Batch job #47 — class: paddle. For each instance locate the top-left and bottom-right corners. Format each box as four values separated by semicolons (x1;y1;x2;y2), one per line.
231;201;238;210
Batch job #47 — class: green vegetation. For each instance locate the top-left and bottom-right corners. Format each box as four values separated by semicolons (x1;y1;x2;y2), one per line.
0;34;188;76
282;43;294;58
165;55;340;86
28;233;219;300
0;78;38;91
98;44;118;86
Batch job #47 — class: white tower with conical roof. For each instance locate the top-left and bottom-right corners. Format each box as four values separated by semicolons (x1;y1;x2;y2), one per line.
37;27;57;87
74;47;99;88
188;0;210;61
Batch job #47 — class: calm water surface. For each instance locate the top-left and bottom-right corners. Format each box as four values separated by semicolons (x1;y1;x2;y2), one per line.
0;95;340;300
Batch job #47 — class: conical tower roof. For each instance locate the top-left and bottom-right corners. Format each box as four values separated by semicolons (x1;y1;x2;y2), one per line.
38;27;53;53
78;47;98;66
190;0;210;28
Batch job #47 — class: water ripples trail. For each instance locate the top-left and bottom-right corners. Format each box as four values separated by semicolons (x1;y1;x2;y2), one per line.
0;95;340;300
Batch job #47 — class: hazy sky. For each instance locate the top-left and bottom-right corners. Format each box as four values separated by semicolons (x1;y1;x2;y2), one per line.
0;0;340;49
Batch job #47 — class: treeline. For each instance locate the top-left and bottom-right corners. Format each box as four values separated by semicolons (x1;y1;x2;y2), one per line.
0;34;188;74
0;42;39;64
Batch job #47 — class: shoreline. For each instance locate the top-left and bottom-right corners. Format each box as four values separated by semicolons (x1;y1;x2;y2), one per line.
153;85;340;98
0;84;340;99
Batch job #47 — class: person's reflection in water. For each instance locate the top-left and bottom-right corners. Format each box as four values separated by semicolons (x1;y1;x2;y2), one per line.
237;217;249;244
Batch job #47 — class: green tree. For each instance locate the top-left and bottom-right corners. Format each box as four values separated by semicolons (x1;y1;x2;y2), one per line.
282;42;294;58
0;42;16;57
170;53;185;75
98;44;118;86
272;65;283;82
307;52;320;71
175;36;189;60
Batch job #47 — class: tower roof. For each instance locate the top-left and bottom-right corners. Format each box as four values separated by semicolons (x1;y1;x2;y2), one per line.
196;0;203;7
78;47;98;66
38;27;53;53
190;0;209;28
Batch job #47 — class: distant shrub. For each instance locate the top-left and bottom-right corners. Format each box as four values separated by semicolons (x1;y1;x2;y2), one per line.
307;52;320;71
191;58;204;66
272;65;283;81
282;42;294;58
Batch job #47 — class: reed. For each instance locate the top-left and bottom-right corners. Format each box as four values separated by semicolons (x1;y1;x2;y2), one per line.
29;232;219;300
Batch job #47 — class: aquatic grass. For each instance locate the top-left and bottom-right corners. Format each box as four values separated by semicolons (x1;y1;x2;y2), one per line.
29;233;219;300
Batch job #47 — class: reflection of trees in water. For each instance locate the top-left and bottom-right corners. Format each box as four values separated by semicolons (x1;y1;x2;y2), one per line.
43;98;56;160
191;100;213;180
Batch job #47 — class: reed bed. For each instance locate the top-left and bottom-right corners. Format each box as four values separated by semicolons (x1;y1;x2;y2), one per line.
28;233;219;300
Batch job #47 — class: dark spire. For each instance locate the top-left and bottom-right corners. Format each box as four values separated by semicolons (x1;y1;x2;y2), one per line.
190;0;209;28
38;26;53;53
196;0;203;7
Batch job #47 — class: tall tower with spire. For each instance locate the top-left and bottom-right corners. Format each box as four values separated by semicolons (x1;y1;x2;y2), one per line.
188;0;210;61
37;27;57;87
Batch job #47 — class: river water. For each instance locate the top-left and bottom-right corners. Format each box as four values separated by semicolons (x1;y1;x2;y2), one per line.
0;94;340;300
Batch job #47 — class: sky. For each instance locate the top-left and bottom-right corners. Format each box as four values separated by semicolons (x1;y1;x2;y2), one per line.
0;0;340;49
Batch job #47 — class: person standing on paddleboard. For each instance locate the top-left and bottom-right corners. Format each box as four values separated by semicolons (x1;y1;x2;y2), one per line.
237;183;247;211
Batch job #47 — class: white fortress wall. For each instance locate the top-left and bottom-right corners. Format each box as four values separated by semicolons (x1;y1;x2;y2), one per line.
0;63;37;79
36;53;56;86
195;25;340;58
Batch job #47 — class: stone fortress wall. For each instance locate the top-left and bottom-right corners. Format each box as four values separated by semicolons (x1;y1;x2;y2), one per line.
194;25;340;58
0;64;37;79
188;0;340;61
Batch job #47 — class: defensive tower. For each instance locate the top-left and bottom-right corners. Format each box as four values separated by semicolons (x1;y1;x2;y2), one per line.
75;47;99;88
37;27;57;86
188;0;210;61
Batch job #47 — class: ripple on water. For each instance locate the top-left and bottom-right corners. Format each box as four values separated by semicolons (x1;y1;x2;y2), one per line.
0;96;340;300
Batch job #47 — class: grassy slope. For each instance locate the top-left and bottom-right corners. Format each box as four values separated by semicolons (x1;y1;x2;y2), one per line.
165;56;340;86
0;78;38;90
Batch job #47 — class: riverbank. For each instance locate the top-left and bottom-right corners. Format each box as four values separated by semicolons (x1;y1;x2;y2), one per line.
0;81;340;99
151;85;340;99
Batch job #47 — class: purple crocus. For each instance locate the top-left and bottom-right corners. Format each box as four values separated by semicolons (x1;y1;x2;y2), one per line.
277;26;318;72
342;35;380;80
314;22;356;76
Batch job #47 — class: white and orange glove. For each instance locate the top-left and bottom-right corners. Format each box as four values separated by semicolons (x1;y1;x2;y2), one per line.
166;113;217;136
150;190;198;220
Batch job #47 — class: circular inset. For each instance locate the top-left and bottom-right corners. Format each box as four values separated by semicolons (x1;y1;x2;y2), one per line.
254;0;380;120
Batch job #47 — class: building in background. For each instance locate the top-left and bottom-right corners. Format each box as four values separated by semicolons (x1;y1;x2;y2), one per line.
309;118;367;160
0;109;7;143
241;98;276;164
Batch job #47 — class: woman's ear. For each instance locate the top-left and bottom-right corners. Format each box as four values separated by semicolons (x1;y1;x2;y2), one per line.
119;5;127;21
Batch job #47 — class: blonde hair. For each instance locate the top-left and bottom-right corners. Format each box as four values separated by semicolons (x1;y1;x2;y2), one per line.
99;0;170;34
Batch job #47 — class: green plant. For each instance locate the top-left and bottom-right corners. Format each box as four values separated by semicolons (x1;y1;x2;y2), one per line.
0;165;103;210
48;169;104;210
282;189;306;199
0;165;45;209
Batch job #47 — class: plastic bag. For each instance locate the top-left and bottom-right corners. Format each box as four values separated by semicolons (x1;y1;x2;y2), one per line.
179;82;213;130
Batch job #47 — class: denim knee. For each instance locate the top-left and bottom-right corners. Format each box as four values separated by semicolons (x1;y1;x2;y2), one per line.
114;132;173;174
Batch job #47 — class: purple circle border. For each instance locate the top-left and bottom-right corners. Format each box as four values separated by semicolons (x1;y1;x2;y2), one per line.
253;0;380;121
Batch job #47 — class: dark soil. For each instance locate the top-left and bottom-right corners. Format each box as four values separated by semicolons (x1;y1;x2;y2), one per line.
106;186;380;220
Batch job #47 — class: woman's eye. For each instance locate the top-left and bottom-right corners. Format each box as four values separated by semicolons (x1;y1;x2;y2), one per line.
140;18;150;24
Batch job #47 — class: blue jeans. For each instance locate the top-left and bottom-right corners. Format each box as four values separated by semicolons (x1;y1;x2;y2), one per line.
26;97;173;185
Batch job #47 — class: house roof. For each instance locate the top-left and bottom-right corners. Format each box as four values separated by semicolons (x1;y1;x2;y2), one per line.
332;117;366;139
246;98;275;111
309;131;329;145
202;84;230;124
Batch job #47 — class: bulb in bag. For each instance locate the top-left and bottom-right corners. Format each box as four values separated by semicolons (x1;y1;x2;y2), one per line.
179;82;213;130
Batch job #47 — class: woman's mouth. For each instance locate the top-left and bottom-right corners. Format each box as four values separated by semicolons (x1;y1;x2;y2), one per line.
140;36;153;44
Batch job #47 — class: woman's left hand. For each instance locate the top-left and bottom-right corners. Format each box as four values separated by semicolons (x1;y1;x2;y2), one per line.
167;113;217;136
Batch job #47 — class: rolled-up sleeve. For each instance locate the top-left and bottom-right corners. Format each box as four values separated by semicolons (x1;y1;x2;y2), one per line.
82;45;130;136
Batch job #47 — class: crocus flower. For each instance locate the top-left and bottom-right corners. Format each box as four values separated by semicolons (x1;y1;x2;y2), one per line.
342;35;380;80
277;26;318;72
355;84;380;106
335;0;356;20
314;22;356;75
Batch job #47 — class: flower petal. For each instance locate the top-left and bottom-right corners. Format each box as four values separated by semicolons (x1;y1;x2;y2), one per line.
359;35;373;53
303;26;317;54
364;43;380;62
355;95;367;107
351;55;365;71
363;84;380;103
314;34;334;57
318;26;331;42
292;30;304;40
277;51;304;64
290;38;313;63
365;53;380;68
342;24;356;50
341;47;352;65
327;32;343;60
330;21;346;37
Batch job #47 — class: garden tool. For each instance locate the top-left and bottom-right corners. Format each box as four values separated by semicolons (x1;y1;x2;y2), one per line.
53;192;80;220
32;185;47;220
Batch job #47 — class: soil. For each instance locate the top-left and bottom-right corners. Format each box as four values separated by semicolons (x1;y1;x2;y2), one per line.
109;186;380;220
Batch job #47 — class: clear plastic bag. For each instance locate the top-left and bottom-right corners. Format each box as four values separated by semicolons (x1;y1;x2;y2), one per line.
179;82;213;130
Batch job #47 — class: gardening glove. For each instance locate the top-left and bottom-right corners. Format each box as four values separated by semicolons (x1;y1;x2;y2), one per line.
**********
[Problem details] Duplicate the records starting at the line containing "Batch job #47 — class: green plant." and ending at the line containing "114;132;173;174", both lines included.

[Solution to this problem]
Batch job #47 — class: green plant. For each instance locate the top-left and bottom-right corners. Format each box as four values separated by semicolons (x1;y1;x2;y2), one per line.
0;165;103;210
48;169;104;210
282;189;306;199
0;165;45;209
Batch job #47 — class: plastic bag. For each instance locate the top-left and bottom-right corners. Format each box as four values separated by semicolons (x1;y1;x2;y2), one per line.
179;82;213;130
Batch job #47 — class: denim knee. For each instance locate the top-left and bottom-right corners. Format each box as four values separated by semicolons (x1;y1;x2;y2), one per line.
114;132;173;174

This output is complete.